- The task: Tally the lines of the records that contain the string "banana", then give the total and nothing more.

- Collected data entries:
::::

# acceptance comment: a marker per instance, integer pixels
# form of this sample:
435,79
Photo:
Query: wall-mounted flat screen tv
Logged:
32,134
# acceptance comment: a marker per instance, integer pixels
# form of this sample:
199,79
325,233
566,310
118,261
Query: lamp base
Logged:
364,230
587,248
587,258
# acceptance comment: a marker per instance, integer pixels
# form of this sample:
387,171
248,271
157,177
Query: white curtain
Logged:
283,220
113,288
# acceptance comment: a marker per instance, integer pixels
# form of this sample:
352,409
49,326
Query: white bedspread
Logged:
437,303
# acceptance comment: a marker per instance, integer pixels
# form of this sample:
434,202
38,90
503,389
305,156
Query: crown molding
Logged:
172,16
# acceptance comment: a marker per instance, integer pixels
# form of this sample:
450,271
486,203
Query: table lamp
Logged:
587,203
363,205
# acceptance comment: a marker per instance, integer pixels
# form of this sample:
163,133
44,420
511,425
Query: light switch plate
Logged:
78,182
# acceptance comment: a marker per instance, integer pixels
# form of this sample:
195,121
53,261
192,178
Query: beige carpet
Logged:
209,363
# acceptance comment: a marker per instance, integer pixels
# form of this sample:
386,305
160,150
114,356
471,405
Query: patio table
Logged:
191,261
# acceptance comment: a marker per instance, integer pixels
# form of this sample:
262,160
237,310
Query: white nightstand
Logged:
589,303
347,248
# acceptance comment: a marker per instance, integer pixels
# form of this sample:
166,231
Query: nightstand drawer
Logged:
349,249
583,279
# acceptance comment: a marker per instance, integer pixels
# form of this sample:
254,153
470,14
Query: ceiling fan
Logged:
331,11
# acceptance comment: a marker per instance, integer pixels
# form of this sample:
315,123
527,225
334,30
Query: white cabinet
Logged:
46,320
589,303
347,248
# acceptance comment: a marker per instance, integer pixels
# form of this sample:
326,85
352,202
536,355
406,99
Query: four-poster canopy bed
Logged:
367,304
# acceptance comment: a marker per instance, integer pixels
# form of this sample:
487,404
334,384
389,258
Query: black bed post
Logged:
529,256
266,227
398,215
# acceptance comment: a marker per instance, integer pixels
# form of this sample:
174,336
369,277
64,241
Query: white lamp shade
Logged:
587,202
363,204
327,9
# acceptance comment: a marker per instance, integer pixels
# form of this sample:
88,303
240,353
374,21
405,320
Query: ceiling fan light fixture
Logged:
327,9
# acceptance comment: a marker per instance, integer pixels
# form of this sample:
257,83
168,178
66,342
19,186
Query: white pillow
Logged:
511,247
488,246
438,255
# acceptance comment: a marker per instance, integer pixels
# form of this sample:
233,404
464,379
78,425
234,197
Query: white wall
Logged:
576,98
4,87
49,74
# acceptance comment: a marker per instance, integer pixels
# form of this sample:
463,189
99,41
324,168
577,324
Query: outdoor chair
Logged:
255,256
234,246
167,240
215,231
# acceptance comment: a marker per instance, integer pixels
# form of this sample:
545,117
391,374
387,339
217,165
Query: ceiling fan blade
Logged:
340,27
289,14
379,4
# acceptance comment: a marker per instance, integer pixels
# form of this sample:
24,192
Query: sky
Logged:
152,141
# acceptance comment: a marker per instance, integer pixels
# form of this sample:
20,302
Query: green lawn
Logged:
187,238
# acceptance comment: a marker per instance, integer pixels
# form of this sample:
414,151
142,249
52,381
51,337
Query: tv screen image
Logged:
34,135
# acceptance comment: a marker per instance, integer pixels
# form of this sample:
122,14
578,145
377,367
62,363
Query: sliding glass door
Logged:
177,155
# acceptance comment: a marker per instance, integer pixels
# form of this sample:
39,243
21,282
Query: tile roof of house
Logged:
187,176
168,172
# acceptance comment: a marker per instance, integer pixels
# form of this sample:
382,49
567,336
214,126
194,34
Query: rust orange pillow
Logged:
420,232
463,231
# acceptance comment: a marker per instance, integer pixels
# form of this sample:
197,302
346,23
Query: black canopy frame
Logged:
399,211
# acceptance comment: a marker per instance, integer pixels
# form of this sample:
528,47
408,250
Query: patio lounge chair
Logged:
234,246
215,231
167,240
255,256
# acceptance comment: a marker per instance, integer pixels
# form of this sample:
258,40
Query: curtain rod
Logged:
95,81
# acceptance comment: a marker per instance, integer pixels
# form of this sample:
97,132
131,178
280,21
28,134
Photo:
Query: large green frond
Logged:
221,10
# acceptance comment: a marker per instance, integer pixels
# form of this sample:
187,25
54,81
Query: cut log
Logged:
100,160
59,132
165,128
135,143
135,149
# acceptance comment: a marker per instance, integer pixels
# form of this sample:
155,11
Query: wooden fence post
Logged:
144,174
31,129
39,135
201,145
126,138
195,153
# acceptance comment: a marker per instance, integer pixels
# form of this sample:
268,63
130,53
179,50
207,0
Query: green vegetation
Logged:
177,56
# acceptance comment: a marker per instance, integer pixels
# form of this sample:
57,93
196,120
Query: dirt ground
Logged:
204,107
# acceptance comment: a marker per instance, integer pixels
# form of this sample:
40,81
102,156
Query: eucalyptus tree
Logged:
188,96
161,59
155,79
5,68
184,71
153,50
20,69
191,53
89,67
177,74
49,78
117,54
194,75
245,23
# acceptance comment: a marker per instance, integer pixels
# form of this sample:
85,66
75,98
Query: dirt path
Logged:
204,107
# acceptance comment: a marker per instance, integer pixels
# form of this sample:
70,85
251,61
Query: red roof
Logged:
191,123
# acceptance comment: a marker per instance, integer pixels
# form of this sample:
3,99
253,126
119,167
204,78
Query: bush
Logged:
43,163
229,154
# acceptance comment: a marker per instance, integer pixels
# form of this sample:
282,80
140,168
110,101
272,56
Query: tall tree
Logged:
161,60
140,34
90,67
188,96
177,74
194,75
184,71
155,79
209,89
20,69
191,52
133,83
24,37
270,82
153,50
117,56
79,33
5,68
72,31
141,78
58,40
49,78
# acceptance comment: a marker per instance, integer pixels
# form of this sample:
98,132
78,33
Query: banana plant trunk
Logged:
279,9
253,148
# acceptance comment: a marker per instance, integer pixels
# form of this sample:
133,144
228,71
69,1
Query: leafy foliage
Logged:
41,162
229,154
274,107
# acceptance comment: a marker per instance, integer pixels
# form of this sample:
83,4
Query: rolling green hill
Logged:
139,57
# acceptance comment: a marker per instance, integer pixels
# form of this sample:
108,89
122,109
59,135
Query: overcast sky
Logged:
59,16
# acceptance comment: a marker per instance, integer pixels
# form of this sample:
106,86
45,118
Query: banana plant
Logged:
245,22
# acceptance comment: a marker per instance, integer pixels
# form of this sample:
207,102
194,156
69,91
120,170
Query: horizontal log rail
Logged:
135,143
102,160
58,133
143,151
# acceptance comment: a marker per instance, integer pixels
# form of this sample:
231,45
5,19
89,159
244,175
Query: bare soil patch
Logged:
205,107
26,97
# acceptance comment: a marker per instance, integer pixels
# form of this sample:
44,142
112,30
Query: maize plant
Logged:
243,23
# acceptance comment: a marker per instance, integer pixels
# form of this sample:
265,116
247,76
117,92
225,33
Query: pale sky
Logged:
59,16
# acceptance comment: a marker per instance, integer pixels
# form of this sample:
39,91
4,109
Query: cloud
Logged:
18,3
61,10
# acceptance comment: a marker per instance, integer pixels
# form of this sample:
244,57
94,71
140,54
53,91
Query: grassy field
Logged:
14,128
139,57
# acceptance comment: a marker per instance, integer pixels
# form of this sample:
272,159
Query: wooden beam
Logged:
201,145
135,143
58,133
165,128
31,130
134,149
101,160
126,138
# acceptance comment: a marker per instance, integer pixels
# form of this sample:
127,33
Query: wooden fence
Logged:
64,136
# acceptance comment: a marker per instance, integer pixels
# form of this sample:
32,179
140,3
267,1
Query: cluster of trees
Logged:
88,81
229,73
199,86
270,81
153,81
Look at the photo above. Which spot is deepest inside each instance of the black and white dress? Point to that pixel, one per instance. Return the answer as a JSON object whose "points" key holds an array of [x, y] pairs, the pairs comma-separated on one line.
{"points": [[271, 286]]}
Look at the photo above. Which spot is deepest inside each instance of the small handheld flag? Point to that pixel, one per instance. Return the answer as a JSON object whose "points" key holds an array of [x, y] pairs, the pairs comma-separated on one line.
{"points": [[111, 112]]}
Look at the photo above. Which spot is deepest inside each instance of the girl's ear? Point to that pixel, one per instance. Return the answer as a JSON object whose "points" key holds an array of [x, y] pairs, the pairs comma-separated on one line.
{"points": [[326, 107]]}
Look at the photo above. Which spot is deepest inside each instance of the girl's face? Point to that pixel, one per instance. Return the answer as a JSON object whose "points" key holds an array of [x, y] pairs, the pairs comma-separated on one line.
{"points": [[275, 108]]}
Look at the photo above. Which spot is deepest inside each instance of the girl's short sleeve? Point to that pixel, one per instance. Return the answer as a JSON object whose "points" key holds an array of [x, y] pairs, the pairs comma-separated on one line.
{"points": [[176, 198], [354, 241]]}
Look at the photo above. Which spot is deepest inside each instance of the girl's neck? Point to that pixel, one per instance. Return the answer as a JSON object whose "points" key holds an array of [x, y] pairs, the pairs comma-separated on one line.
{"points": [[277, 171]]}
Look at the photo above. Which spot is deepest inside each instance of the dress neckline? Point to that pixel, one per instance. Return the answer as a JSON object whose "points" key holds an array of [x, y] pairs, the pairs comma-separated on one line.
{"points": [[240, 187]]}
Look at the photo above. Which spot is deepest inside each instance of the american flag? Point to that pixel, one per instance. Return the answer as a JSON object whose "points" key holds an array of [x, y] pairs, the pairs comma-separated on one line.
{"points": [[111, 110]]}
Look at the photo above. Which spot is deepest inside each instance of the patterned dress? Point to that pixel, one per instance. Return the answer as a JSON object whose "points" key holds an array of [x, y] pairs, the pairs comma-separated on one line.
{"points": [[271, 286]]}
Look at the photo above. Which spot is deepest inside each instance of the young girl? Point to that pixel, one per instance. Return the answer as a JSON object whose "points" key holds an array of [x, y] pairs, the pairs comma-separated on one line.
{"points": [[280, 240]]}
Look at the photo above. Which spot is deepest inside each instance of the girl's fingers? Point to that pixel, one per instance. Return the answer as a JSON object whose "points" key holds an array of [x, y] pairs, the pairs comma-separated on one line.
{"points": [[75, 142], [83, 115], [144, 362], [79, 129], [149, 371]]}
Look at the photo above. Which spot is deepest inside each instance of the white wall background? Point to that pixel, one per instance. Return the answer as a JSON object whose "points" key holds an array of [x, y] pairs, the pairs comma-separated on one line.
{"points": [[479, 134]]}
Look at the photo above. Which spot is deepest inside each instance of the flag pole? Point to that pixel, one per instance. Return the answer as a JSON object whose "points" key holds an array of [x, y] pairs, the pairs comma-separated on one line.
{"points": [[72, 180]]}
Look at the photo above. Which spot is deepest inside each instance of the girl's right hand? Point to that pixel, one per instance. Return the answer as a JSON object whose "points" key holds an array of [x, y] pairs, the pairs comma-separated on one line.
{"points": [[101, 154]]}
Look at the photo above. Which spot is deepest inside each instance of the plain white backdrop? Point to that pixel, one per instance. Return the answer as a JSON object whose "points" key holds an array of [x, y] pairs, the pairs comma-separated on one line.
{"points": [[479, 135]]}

::::

- Exercise answer: 2